## What is required
Set down the passage from the blog post about the Cars below, between "Hey hey! Today’s" and "you might relate.", inclusive, word for word.

Friday, April 03, 2020

Contractual Obligation

Hey hey! Today’s chapter was conceived by my clever, considerate, conservative, Christian, community-conscious creative, word-counting writing cohort… Chess Champ… and he has charged me with this topic:

The Cars.

But first! A confession. This article is a catastrophe! Not nearly concise enough! I allowed my dear comrade to dictate not just the topic but what he wanted me to do with it, and while his conditions were clever, it wasn’t quite right with regards to my experience with this particular group. I am advising you move on to D-Day! Unless you are a big Cars fan in which case… you might relate.

A good high-school buddy who lived down the road was a year older and the first of our gang to drive his own car; a compact Toyota Tercel which he zipped around town in as constantly as possible. Half the time he blasted the Doors’ Break On Through from the stereo and the rest of the time it was Let’s Go by the Cars. He was clearly making a public statement about his particular brand of coolness. A couple years later I got my own car and it was coincidentally the very same Toyota model but I was way too mature for such bombastic public broadcasting. And by that I mean my speakers were too small.

The exhilarating Let’s Go “double-edged anthem” (as described by critic Brett Milano), one of dear Ric Ocasek’s finest offerings, is the kind of epic that could rev an arena crowd into a frenzy. Personally it always brings me back to the summers of late adolescence where we were always revved up to fucking do something but with few places to actually go, and with those endeavors which could barely satisfy us being covertly plotted beneath the radar of our seemingly-clueless pain-the-butt parents.

## Data excerpts
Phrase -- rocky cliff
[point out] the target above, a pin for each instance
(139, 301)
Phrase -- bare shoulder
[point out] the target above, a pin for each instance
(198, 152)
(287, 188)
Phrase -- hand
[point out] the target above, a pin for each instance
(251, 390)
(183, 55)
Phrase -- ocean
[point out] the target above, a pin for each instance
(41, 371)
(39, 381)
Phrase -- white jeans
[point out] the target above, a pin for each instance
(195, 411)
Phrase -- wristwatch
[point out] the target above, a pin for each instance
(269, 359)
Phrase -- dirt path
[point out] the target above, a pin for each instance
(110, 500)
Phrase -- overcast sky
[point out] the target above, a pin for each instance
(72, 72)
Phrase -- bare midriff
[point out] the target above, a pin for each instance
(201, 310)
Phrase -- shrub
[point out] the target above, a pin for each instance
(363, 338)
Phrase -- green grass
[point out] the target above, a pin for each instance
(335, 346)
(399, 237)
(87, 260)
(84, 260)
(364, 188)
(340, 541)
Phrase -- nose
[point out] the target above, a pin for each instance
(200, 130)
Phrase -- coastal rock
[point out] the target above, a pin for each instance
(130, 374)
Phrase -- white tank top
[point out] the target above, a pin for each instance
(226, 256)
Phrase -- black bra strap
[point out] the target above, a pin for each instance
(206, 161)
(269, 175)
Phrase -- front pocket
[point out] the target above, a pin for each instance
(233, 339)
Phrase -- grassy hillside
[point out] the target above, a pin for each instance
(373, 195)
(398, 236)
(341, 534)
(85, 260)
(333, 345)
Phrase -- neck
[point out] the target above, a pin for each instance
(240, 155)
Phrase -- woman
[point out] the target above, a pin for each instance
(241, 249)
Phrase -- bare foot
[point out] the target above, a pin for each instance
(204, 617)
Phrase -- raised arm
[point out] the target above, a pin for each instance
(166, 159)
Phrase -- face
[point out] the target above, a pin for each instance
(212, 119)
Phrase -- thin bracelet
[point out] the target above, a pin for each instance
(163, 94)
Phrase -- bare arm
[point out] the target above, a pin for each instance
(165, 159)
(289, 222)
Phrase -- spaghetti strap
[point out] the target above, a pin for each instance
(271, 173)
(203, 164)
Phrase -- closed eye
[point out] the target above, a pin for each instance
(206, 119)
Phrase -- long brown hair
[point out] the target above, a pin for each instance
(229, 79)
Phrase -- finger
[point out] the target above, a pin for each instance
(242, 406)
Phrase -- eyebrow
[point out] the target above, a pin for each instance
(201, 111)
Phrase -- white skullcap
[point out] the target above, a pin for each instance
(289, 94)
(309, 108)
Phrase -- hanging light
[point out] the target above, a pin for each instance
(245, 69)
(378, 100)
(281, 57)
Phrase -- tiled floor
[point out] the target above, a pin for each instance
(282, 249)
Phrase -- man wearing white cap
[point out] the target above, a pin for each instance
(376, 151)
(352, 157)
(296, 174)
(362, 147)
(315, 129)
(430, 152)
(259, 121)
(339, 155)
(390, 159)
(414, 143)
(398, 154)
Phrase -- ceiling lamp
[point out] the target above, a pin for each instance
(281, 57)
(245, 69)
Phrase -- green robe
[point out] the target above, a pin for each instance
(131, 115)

## Exercise result
Hey hey! Today’s chapter was conceived by my clever, considerate, conservative, Christian, community-conscious creative, word-counting writing cohort… Chess Champ… and he has charged me with this topic:

The Cars.

But first! A confession. This article is a catastrophe! Not nearly concise enough! I allowed my dear comrade to dictate not just the topic but what he wanted me to do with it, and while his conditions were clever, it wasn’t quite right with regards to my experience with this particular group. I am advising you move on to D-Day! Unless you are a big Cars fan in which case… you might relate.